> _Tasks to carry out_:
1) Transcribe the passage from the excerpt on idempotent data pipelines, from "The cost is" up to and including "and document it.".
2) In the excerpt on idempotent data pipelines, what is named as the standard industry approach to late-arriving data?

> _Selected excerpt_:
— START —
Warning: Partition-based overwrite only works when your partition boundaries align precisely with your pipeline's logical processing units. If you're running a daily job on date partitions, this is clean. If you have late-arriving data that can land in multiple partitions, or your partition granularity doesn't match your retry granularity, upserts are more appropriate.
Late-arriving data is the scenario that breaks naive partition overwrite strategies. Suppose a transaction from January 15th doesn't arrive in your data warehouse until January 20th because of a delay in the upstream system. Your January 15th partition has already been computed and closed. What now?
The standard industry approach is watermarking with a lookback window. Instead of processing only today's partition, your pipeline always reprocesses the last N days:
def run_revenue_pipeline_with_lookback(
run_date: date,
client: bigquery.Client,
lookback_days: int = 3,
**kwargs
) -> None:
"""
Reprocesses the last N days to capture late-arriving data.
This is still idempotent because each partition is fully replaced.
The cost is proportional to lookback_days, so choose carefully.
"""
for days_back in range(lookback_days + 1):
processing_date = run_date - timedelta(days=days_back)
print(f"Processing partition: {processing_date.isoformat()}")
run_daily_revenue_pipeline(
processing_date=processing_date,
client=client,
**kwargs
)
print(f"Completed pipeline run for {run_date}, lookback={lookback_days} days")
The key insight: this is still idempotent. Running the whole pipeline twice for run_date=2024-01-20 will produce identical output because we're replacing partitions, not accumulating into them. The lookback window determines the maximum acceptable lateness for your data. If a transaction arrives more than 3 days late, it'll be missing from your aggregates. This is a business decision, not a technical one — define it explicitly and document it.
Idempotent writes handle the destination side of your pipeline. But what about long-running pipelines that need to be resilient on the processing side? If you're extracting 10 million rows from a source system and your pipeline fails at row 7.3 million, you don't want to restart from the beginning — both because it's slow and because the source system's rate limits might kick in.
— END —
> _Data section_:
— START —
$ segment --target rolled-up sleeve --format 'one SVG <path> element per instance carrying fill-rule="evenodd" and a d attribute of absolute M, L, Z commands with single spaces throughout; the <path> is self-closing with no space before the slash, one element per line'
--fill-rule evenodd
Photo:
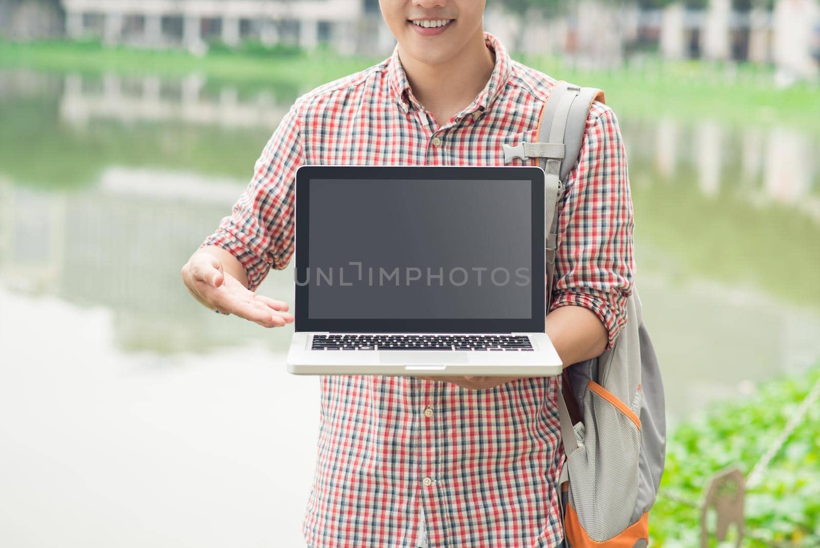
<path fill-rule="evenodd" d="M 213 234 L 200 245 L 216 245 L 235 257 L 255 290 L 271 267 L 285 268 L 294 252 L 294 190 L 304 162 L 299 102 L 282 117 L 254 166 L 254 174 Z"/>
<path fill-rule="evenodd" d="M 607 328 L 609 349 L 626 323 L 635 223 L 621 130 L 602 103 L 590 110 L 562 202 L 549 312 L 567 305 L 589 308 Z"/>

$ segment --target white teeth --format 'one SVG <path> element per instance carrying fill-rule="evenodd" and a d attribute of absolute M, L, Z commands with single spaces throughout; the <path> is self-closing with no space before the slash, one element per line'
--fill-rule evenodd
<path fill-rule="evenodd" d="M 449 19 L 430 19 L 425 21 L 413 21 L 413 24 L 418 26 L 423 26 L 425 29 L 430 29 L 430 27 L 440 27 L 444 26 L 450 22 Z"/>

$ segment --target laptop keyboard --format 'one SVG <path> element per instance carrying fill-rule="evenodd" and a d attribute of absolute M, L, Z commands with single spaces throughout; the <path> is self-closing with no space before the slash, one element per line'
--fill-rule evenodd
<path fill-rule="evenodd" d="M 526 335 L 314 335 L 312 350 L 532 351 Z"/>

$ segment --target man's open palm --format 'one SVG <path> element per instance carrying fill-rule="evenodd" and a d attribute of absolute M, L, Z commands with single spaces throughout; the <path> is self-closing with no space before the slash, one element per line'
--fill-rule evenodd
<path fill-rule="evenodd" d="M 182 277 L 194 298 L 211 309 L 265 327 L 280 327 L 294 321 L 286 303 L 251 291 L 224 272 L 219 259 L 212 255 L 195 254 L 183 267 Z"/>

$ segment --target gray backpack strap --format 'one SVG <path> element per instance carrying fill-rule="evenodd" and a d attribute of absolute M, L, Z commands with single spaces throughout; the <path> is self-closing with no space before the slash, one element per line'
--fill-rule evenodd
<path fill-rule="evenodd" d="M 604 101 L 604 92 L 597 88 L 581 88 L 568 82 L 555 84 L 541 112 L 539 143 L 504 144 L 504 163 L 513 158 L 527 160 L 540 158 L 546 175 L 544 192 L 544 253 L 547 273 L 547 308 L 551 301 L 555 273 L 555 251 L 558 247 L 558 204 L 563 194 L 564 182 L 578 160 L 586 129 L 590 107 L 594 100 Z"/>

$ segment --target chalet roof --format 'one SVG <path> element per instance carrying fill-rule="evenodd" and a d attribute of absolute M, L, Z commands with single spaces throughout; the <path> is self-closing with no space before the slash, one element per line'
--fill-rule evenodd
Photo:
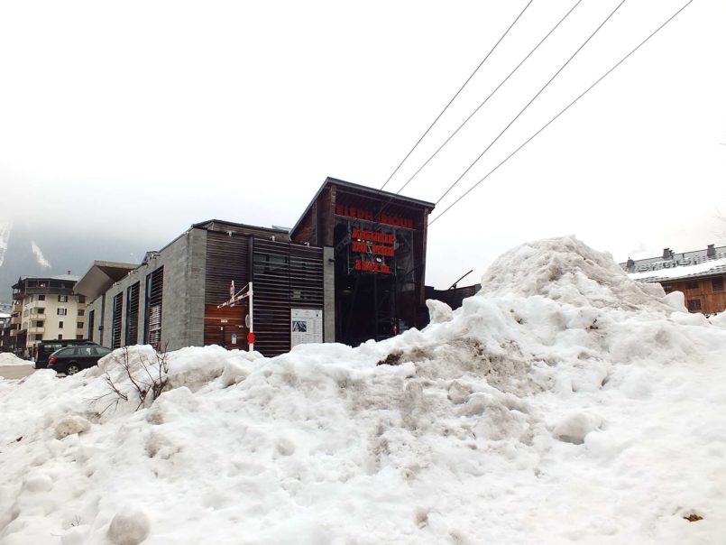
<path fill-rule="evenodd" d="M 56 274 L 55 276 L 21 276 L 20 282 L 25 280 L 69 280 L 71 282 L 78 282 L 78 277 L 75 274 Z"/>
<path fill-rule="evenodd" d="M 660 282 L 726 273 L 726 246 L 675 254 L 669 248 L 659 257 L 630 260 L 620 266 L 633 280 Z"/>
<path fill-rule="evenodd" d="M 344 180 L 338 180 L 337 178 L 331 178 L 328 176 L 327 178 L 326 178 L 326 180 L 323 182 L 323 185 L 320 186 L 320 189 L 317 189 L 317 192 L 315 194 L 312 200 L 310 200 L 310 203 L 305 208 L 305 211 L 300 215 L 299 218 L 295 224 L 295 226 L 293 226 L 292 229 L 290 229 L 289 231 L 290 234 L 295 233 L 295 231 L 300 226 L 300 223 L 302 223 L 302 220 L 305 219 L 305 217 L 310 213 L 313 205 L 318 199 L 323 191 L 331 185 L 345 188 L 345 189 L 354 193 L 357 193 L 363 197 L 390 199 L 391 203 L 395 204 L 414 206 L 421 208 L 428 208 L 429 210 L 433 210 L 434 207 L 436 206 L 433 202 L 419 200 L 418 199 L 412 199 L 410 197 L 404 197 L 402 195 L 391 193 L 389 191 L 381 191 L 381 189 L 375 189 L 373 188 L 369 188 L 357 183 L 353 183 L 351 181 L 345 181 Z"/>

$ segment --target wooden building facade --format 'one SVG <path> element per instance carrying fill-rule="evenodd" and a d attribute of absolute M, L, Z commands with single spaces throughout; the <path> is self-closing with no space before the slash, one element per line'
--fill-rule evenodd
<path fill-rule="evenodd" d="M 678 254 L 665 248 L 658 257 L 628 260 L 620 266 L 639 282 L 657 282 L 666 293 L 682 291 L 689 312 L 726 310 L 726 246 Z"/>
<path fill-rule="evenodd" d="M 434 204 L 328 178 L 290 231 L 323 248 L 334 289 L 328 340 L 355 346 L 425 321 L 426 242 Z M 330 278 L 332 276 L 332 278 Z"/>
<path fill-rule="evenodd" d="M 78 282 L 89 338 L 111 347 L 382 339 L 427 323 L 431 203 L 328 178 L 295 227 L 209 220 L 140 265 L 96 262 Z M 249 292 L 230 304 L 233 296 Z M 245 290 L 247 291 L 245 292 Z"/>

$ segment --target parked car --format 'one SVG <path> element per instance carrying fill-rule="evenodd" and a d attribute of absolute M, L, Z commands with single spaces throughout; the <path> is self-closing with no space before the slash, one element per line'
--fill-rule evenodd
<path fill-rule="evenodd" d="M 81 369 L 93 367 L 99 359 L 111 352 L 111 348 L 98 346 L 67 346 L 51 355 L 48 368 L 56 373 L 76 374 Z"/>
<path fill-rule="evenodd" d="M 35 358 L 35 368 L 45 369 L 48 366 L 48 359 L 53 352 L 60 348 L 65 348 L 66 346 L 97 346 L 98 344 L 85 338 L 63 338 L 59 340 L 41 341 L 41 344 L 38 345 L 38 357 Z"/>

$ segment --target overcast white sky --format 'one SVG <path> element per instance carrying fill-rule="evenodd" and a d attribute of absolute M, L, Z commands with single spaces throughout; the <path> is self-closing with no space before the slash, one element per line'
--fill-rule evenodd
<path fill-rule="evenodd" d="M 437 209 L 685 2 L 627 0 Z M 526 3 L 2 2 L 0 219 L 149 249 L 212 217 L 290 226 L 326 176 L 380 188 Z M 534 0 L 387 189 L 574 3 Z M 584 0 L 404 194 L 437 200 L 618 3 Z M 427 283 L 545 236 L 618 261 L 726 244 L 724 28 L 694 0 L 436 222 Z"/>

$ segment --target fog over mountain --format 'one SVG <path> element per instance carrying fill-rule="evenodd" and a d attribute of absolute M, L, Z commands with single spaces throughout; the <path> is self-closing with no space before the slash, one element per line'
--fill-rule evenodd
<path fill-rule="evenodd" d="M 144 241 L 111 233 L 49 229 L 27 224 L 0 224 L 0 302 L 10 302 L 21 276 L 82 276 L 95 260 L 140 263 L 162 240 Z"/>

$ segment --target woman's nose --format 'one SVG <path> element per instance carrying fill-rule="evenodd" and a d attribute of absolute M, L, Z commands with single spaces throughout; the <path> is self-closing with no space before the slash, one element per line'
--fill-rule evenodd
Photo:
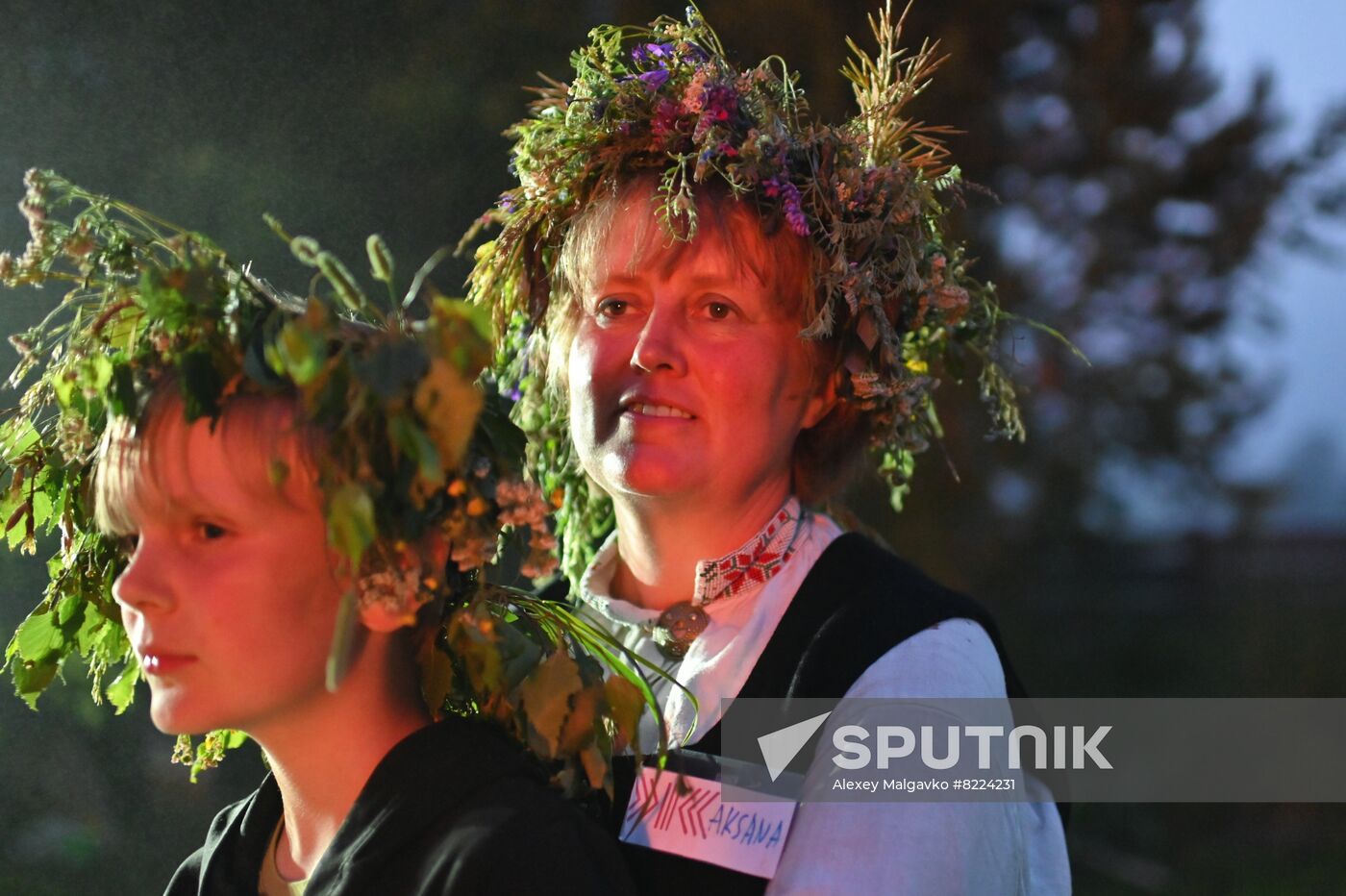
— END —
> _Answer list_:
1)
The cost is proportional to lookback_days, so choose carefully.
"""
for days_back in range(lookback_days + 1):
processing_date = run_date - timedelta(days=days_back)
print(f"Processing partition: {processing_date.isoformat()}")
run_daily_revenue_pipeline(
processing_date=processing_date,
client=client,
**kwargs
)
print(f"Completed pipeline run for {run_date}, lookback={lookback_days} days")
The key insight: this is still idempotent. Running the whole pipeline twice for run_date=2024-01-20 will produce identical output because we're replacing partitions, not accumulating into them. The lookback window determines the maximum acceptable lateness for your data. If a transaction arrives more than 3 days late, it'll be missing from your aggregates. This is a business decision, not a technical one — define it explicitly and document it.

2) Watermarking with a lookback window.